━━━ ТЕКСТ ━━━
Так проходят первые сутки. Несмотря на то, что все прибывшие на пересылку воины сдали продовольственные аттестаты по команде, кормить их толком не кормят. Один-два раза в сутки на столы выставляются кастрюли с кашей и приносятся несколько десятков алюминиевых мисок с ложками. Кашу накладывают в миски и расставляют по столу. По команде голодающие бросаются к мискам и в течение нескольких минут поглощают кашу. Прием пищи закончен. Кто не успел – тот опоздал. Нужно быстрее бегать со своим чемоданом.
Доступ в палатки открывается около десяти часов вечера. В палатках голые деревянные двухъярусные сплошные нары, стоящие по периметру палатки. Печек нет. Апрельские ночи в Германии еще холодные. В первую ночь наша компания сумела разжиться куском войлока размером в несколько квадратных метров. Сон вповалку под этим войлоком был крепким, несмотря на требующий еды пустой желудок. К сожалению, на следующий день войлок у нас конфисковали офицеры с пересылки. Поэтому оставшиеся две ночи мы отчаянно мерзли, даже крепко прижавшись друг к другу. Ах, как бы здесь пригодились сданные в части шинели!
В палатках можно находиться по уставу до шести часов утра. Дальше подъем и все вон! На улицу. Можно умыться. И потом целый день провести под весенним достаточно жарким солнцем. К нашему счастью, в те дни, когда мы были на пересылке, не было ни одного дождя. Потому что скрыться от него было бы негде. Военнослужащий должен стойко переносить тяготы и лишения воинской службы. Даже после увольнения в запас.
Сумев разжиться достаточно длинными картонками, мы коротали продолжительное дневное время в дреме под сосенкой, где солнечные блики перемешивались со скудной тенью. Памятуя о патруле, по нескольку раз в день отряхивали «парадки» от песка – солдат должен быть опрятным. Не забывали умываться. Бриться было негде. Хорошо, что мы побрились утром, прежде чем покинуть часть. Щетина на щеках пока еще сильно не отросла.
В предпоследний день наш старший лейтенант принес очередную новость: теперь наш самолет летит вместо Караганды в Днепропетровск на Украину. Нам было уже почти безразлично куда лететь, лишь бы улететь отсюда. За три дня на пересылке удалось поесть только пару раз. Последние две ночи почти не спали. Но старший лейтенант твердо пообещал завтрашний вылет и мы повеселели.
━━━ ПРИЛОЖЕННЫЙ СПИСОК ━━━
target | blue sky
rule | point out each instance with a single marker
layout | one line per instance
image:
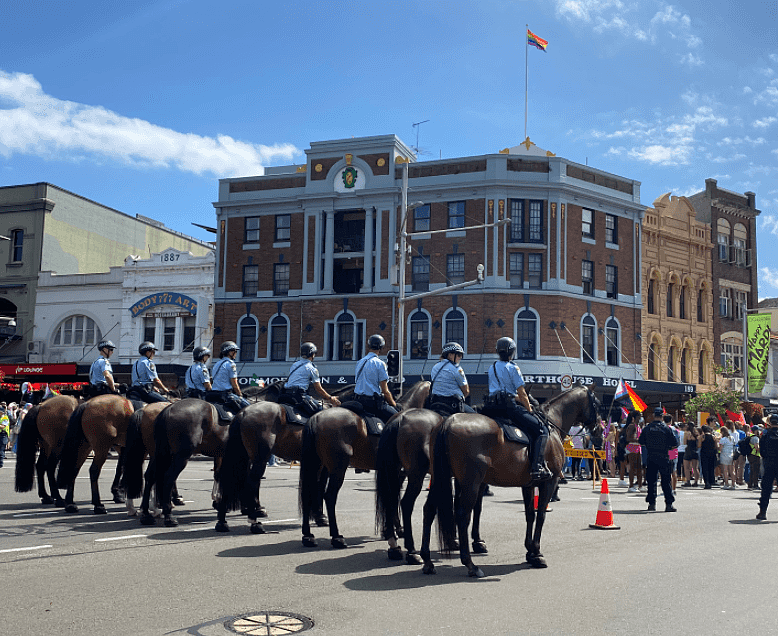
(142, 106)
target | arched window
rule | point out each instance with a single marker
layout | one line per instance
(76, 331)
(526, 335)
(588, 340)
(248, 338)
(455, 327)
(419, 335)
(612, 346)
(279, 330)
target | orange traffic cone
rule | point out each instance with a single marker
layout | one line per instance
(604, 519)
(535, 502)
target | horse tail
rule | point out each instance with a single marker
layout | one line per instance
(235, 466)
(74, 437)
(132, 480)
(26, 445)
(163, 455)
(387, 477)
(310, 463)
(440, 490)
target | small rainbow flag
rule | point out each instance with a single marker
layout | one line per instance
(536, 41)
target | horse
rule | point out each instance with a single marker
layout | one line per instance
(98, 425)
(334, 439)
(403, 451)
(471, 448)
(258, 431)
(43, 428)
(181, 429)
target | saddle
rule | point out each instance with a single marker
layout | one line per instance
(375, 425)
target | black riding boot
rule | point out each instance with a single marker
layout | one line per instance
(540, 471)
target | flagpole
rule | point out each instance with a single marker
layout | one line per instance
(526, 79)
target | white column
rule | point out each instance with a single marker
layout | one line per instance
(367, 285)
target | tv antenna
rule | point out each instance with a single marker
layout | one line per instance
(417, 125)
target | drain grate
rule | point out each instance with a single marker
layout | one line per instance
(269, 624)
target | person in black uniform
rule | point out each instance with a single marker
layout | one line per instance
(658, 440)
(768, 449)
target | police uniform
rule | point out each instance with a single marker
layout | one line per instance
(196, 377)
(370, 372)
(223, 371)
(658, 440)
(448, 380)
(768, 449)
(97, 377)
(144, 372)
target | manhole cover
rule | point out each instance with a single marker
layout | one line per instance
(269, 624)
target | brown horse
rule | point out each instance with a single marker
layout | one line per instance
(336, 439)
(97, 425)
(471, 448)
(43, 428)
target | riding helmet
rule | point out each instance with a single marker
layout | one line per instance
(506, 348)
(147, 346)
(228, 346)
(308, 349)
(200, 352)
(376, 341)
(452, 347)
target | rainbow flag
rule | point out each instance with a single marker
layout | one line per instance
(537, 42)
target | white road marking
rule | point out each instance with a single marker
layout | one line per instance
(126, 536)
(35, 547)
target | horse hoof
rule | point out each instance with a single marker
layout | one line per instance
(147, 520)
(395, 554)
(413, 558)
(479, 547)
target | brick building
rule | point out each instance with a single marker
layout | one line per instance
(308, 253)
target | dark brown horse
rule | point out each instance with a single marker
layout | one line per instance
(43, 428)
(336, 439)
(96, 425)
(472, 449)
(181, 429)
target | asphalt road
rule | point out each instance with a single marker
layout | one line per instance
(707, 569)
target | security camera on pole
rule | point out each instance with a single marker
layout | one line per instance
(403, 253)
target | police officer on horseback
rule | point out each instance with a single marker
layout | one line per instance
(198, 380)
(225, 389)
(372, 382)
(145, 380)
(449, 388)
(303, 375)
(507, 394)
(101, 373)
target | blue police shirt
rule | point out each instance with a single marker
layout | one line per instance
(197, 375)
(223, 371)
(143, 371)
(448, 379)
(96, 371)
(371, 371)
(301, 375)
(504, 376)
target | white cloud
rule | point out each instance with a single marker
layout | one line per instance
(34, 123)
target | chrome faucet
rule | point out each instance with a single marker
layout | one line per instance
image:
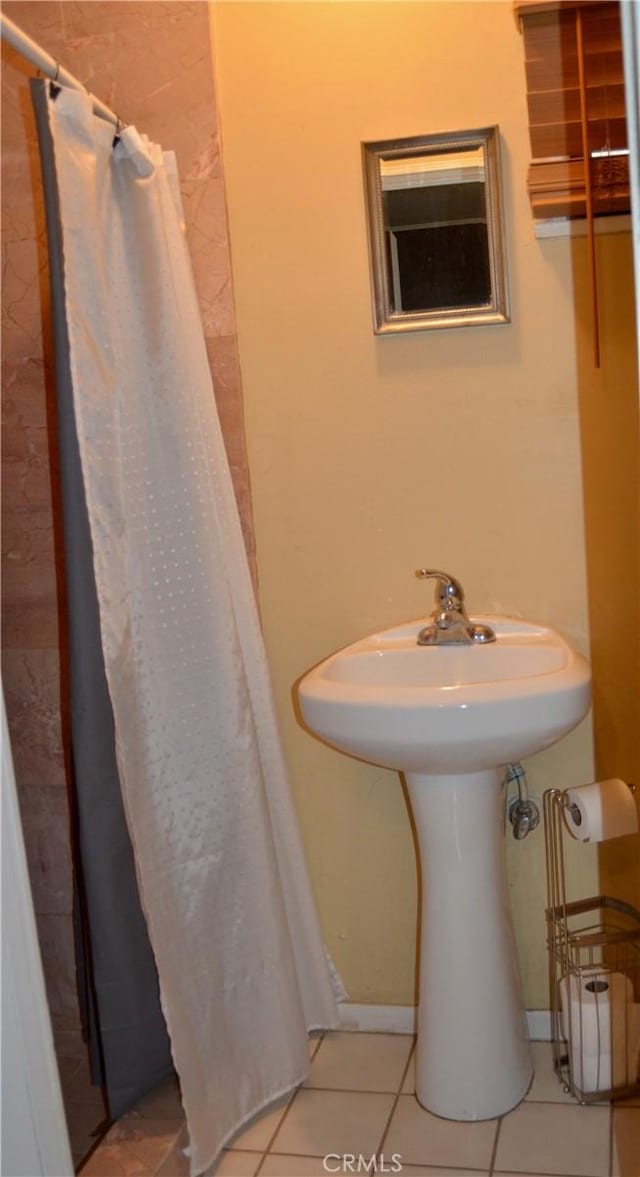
(451, 623)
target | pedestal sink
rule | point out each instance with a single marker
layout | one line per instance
(451, 717)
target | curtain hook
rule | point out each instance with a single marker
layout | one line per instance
(119, 128)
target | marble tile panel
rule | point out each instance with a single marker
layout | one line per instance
(68, 1043)
(57, 948)
(25, 393)
(33, 625)
(32, 692)
(46, 829)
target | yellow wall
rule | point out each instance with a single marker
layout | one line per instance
(372, 456)
(611, 460)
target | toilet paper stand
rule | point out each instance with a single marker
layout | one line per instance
(594, 978)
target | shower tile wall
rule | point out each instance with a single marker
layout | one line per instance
(152, 64)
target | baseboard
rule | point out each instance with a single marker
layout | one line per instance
(402, 1019)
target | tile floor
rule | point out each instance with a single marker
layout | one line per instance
(84, 1104)
(360, 1098)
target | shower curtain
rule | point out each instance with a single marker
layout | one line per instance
(219, 865)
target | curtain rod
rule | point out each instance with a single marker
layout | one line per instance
(22, 44)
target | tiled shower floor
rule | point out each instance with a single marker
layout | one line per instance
(360, 1099)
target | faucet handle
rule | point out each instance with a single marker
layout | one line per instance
(450, 593)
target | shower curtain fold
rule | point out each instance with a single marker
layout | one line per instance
(220, 868)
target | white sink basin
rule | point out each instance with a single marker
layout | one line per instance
(450, 707)
(448, 716)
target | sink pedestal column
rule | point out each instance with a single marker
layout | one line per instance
(473, 1056)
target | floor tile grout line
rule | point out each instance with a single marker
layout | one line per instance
(262, 1158)
(494, 1150)
(397, 1099)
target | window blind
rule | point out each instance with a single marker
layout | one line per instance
(557, 179)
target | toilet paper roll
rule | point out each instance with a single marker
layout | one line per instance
(601, 1024)
(594, 1009)
(600, 811)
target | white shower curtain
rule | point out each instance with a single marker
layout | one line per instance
(220, 866)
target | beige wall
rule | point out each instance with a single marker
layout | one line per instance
(373, 456)
(611, 460)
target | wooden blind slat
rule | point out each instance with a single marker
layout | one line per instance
(553, 99)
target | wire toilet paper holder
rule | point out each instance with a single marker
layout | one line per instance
(594, 977)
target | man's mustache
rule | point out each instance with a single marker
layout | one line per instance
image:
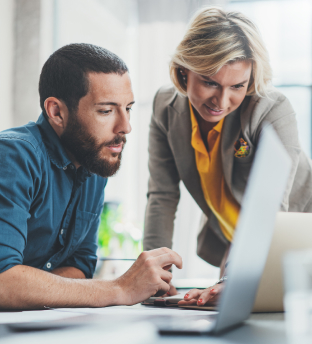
(116, 141)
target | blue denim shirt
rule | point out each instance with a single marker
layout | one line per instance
(49, 211)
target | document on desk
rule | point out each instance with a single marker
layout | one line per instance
(136, 310)
(33, 316)
(167, 301)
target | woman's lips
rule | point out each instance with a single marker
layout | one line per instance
(214, 112)
(116, 148)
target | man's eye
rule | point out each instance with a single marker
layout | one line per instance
(211, 83)
(105, 112)
(238, 86)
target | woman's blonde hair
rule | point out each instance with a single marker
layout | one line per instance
(215, 38)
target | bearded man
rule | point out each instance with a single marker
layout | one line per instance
(52, 179)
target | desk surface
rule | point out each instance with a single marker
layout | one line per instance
(113, 328)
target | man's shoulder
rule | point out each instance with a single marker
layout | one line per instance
(27, 136)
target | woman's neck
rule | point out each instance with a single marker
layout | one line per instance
(204, 126)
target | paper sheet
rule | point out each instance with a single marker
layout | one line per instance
(34, 316)
(136, 310)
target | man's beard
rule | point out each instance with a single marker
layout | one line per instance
(87, 152)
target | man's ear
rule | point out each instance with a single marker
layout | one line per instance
(57, 112)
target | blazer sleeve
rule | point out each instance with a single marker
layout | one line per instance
(282, 118)
(163, 187)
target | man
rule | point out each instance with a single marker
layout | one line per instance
(52, 178)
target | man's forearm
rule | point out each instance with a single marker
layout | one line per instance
(24, 287)
(69, 272)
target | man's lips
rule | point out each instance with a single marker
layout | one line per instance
(116, 148)
(214, 112)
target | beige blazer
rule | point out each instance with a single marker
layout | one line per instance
(172, 158)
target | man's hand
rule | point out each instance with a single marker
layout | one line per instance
(148, 275)
(208, 297)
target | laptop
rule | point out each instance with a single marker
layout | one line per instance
(292, 231)
(251, 243)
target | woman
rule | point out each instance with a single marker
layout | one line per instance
(204, 131)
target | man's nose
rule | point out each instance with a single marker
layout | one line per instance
(123, 124)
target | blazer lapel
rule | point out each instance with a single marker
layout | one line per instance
(230, 134)
(180, 142)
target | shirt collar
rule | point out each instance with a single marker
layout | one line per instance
(53, 144)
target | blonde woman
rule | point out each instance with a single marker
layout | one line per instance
(205, 130)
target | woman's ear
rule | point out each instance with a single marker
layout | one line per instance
(56, 111)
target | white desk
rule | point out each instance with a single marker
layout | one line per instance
(260, 328)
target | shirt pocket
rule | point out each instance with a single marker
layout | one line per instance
(83, 223)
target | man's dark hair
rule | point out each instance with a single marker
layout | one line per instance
(64, 75)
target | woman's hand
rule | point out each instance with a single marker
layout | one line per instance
(198, 297)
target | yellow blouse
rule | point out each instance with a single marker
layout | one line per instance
(209, 165)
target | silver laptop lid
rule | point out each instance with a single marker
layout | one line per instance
(253, 233)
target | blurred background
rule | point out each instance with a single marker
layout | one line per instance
(144, 33)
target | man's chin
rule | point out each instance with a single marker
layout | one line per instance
(105, 168)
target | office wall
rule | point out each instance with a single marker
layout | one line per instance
(6, 63)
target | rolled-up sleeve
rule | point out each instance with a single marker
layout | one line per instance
(19, 180)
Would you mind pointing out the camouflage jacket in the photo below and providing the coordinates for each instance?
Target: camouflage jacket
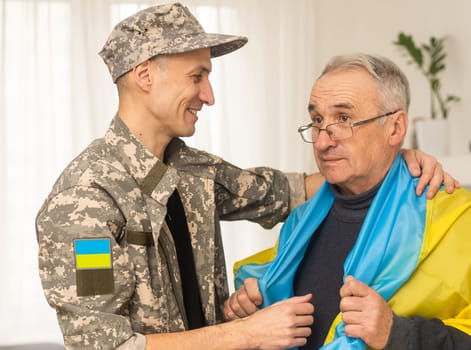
(107, 260)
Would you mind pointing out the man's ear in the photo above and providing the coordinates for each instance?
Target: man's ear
(142, 75)
(398, 128)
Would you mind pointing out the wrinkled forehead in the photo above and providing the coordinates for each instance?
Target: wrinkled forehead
(344, 89)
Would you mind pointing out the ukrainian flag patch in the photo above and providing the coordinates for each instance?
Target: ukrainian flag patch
(92, 253)
(94, 268)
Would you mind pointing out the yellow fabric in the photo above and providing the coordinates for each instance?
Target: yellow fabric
(440, 287)
(93, 261)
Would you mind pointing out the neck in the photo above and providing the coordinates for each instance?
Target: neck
(142, 127)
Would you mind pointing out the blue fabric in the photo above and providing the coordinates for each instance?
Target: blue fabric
(384, 255)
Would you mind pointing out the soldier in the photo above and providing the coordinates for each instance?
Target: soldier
(130, 251)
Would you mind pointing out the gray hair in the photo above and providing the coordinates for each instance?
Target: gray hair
(393, 84)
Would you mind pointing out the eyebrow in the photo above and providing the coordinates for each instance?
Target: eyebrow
(312, 107)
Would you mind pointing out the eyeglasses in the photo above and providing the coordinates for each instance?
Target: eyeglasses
(336, 131)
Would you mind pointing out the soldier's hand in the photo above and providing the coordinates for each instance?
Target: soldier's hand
(243, 302)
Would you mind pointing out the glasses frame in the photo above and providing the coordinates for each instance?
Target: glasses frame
(303, 128)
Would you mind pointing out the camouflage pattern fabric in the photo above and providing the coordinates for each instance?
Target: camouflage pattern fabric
(161, 30)
(116, 191)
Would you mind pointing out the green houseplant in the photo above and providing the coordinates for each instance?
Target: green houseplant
(429, 58)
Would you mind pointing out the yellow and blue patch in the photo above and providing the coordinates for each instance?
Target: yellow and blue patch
(92, 253)
(94, 266)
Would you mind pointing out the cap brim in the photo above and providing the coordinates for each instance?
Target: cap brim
(219, 44)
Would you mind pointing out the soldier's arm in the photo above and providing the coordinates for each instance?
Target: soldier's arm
(420, 164)
(90, 296)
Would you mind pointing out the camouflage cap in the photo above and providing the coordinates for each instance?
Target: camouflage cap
(160, 30)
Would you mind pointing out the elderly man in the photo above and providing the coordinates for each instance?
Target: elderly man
(385, 267)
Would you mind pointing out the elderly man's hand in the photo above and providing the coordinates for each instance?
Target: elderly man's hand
(365, 313)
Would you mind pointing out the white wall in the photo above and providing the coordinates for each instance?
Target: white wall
(344, 26)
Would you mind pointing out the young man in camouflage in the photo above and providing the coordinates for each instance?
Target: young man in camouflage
(130, 251)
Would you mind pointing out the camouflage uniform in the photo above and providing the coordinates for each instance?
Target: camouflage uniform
(117, 190)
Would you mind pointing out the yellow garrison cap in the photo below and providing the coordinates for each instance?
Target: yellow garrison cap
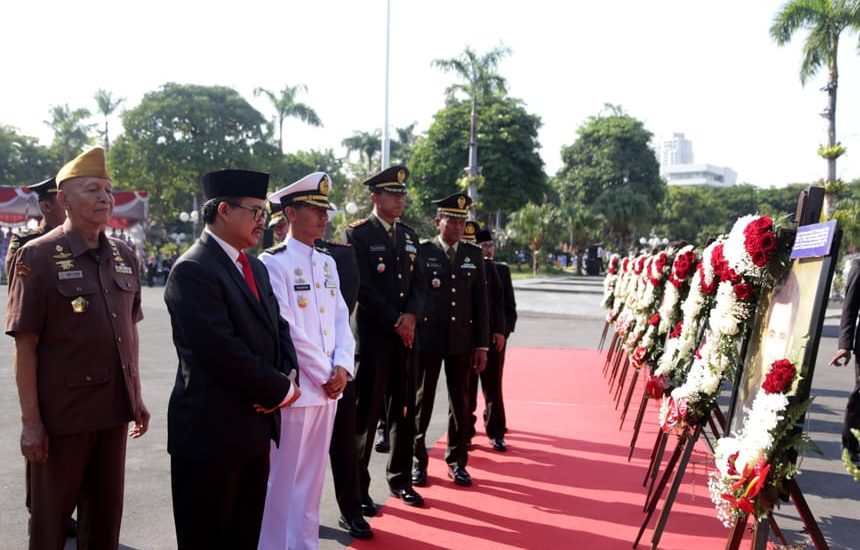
━━━
ЗАДАНИЯ
A) Переведите на английский язык предложение из текста о пересылке: «Апрельские ночи в Германии еще холодные».
B) Продолжите текст о пересылке, начав сразу после его последнего предложения.
Список для работы не понадобится.

ОТВЕТЫ
A) April nights in Germany are still cold.

B)
Утром время, казалось, совсем остановилось. Через два часа после подъема появился наш старший лейтенант с окончательным списком. К нашей команде, выехавшей несколько дней назад из Гриммы и уже перезнакомившейся между собой, добавилось еще несколько человек. Нас строем подвели к воротам, обтянутым колючей проволокой, и вывели на летное поле. Справа от нас находилась полоса, по которой периодически взлетали двойки МиГов. За ней виднелась другая полоса, по которой катился только что приземлившийся пассажирский лайнер Ту-154. Впереди нас вдоль полосы виднелось еще несколько групп солдат. Мы поняли, что это будущие пассажиры других самолетов, которые вылетят раньше нас. Впереди нас на летном поле таких групп было не то восемь, не то десять.
Старший лейтенант провел последний инструктаж. За любое нарушение наказание одно – возврат назад на пересылку. После этого он оставил нас, справедливо полагая, что желающих что-либо нарушать не найдется. Старший лейтенант пошел к палатке, расположенной в метрах в пятистах впереди нас у полосы, где виднелась группа офицеров. А мы остались наблюдать за происходящим, сидя на корточках.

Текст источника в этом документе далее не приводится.